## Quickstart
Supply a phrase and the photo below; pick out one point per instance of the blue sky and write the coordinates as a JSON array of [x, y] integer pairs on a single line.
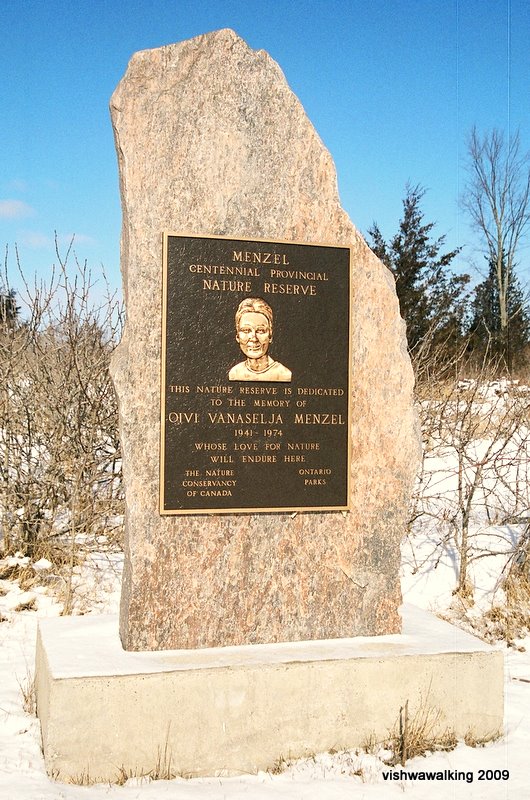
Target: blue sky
[[392, 86]]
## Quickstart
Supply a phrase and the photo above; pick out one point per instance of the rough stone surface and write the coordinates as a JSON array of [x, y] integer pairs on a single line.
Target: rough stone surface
[[211, 140]]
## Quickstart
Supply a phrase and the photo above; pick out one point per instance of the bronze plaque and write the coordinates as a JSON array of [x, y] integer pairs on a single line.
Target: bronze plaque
[[255, 376]]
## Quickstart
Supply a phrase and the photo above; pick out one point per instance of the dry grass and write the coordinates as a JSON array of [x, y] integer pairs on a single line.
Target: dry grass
[[418, 734], [29, 695]]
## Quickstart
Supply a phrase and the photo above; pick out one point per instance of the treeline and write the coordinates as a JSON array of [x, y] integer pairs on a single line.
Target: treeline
[[448, 320], [60, 461]]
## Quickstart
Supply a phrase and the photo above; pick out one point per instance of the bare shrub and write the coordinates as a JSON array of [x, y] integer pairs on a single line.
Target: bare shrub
[[475, 470], [60, 465]]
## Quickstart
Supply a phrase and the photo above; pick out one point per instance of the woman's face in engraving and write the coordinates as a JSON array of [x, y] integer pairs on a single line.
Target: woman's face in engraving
[[253, 334]]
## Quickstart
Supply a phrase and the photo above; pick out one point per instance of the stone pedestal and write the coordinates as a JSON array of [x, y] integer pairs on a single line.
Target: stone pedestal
[[225, 711]]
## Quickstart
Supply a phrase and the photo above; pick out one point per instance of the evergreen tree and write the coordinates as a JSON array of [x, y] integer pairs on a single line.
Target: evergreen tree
[[506, 343], [432, 299], [8, 308]]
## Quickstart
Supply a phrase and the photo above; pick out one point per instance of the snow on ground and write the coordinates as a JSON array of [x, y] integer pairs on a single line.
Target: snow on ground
[[324, 777]]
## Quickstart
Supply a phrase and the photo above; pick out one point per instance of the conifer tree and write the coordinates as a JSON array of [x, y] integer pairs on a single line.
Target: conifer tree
[[432, 299], [508, 343], [8, 308]]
+ + + + +
Write out again exactly the lines that run from the one holding "of the woman's" through the last line of the data; omit all other lines.

Exercise solution:
Supply a phrase and the photo above; pick out one point per instance of the woman's face in engraving and write the coordinates as a JSON array of [x, y] integer pairs on a single line.
Target: woman's face in engraving
[[253, 334]]
## Quickstart
Supply a phrase and the photo above; pick out one point per instance of the stone pedestal and write the coordinates as a JSON array of [x, y] integer pairs on a single line.
Target: stone pedestal
[[225, 711]]
## Quickstart
Supply a phrase and the photo above; pick out one point per instance of the evergreen tree and write the coordinates as a JSON array of [x, y] integer pairs on a single line.
Target: evergreen tree
[[506, 343], [432, 299], [8, 308]]
## Quickstart
Supply a phrase and the photo above; pick out one point per instance of the snow on ground and write the coordinates as a JSON array of [x, y] integer pairs on a single line.
Target: snow on ground
[[324, 777]]
## Quickstart
Supply a phrase and the photo above; pick out one point per instance of the conifer tree and write the coordinates as a JSON array of [x, y] integer pairs on a single line.
Target: conifer tree
[[432, 299], [508, 343], [8, 308]]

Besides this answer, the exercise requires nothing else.